> PROBLEM TO WORK ON: Lay out the lines from the one with "Expected: for the snow-covered" through the end of the rows as a Markdown table with the columns Index and Text, giving each line its number and skipping blank lines.
• • • • •
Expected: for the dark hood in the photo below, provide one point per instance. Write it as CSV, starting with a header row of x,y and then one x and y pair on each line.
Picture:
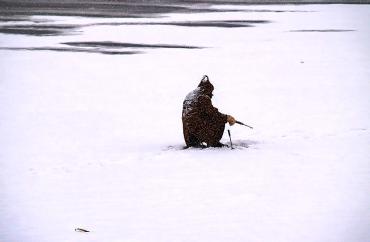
x,y
206,86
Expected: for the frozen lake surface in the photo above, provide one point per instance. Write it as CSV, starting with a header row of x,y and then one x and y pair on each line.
x,y
90,126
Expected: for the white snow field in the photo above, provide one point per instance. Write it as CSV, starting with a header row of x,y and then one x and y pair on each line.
x,y
93,141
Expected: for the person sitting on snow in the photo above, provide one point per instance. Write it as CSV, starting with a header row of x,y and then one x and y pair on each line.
x,y
203,123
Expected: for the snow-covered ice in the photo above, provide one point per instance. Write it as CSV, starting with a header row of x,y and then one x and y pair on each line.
x,y
90,140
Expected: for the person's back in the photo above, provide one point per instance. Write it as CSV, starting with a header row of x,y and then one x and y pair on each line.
x,y
203,123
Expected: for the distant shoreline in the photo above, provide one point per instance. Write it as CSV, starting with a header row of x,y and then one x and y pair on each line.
x,y
134,9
• • • • •
> ANSWER TO THIS EXERCISE:
| Index | Text |
|---|---|
| 1 | Expected: for the snow-covered ice in the photo above, provide one point per instance. Write it as CSV, starting with a header row of x,y and then one x and y pair on each line. |
| 2 | x,y |
| 3 | 90,140 |
| 4 | Expected: for the person's back in the photo above, provide one point per instance. Write it as CSV, starting with a header row of x,y and then one x and y pair on each line. |
| 5 | x,y |
| 6 | 203,123 |
| 7 | Expected: for the distant shoreline in the photo above, provide one point per instance. Write it as CSV, starting with a header row of x,y and then one x and y pair on each line. |
| 8 | x,y |
| 9 | 134,9 |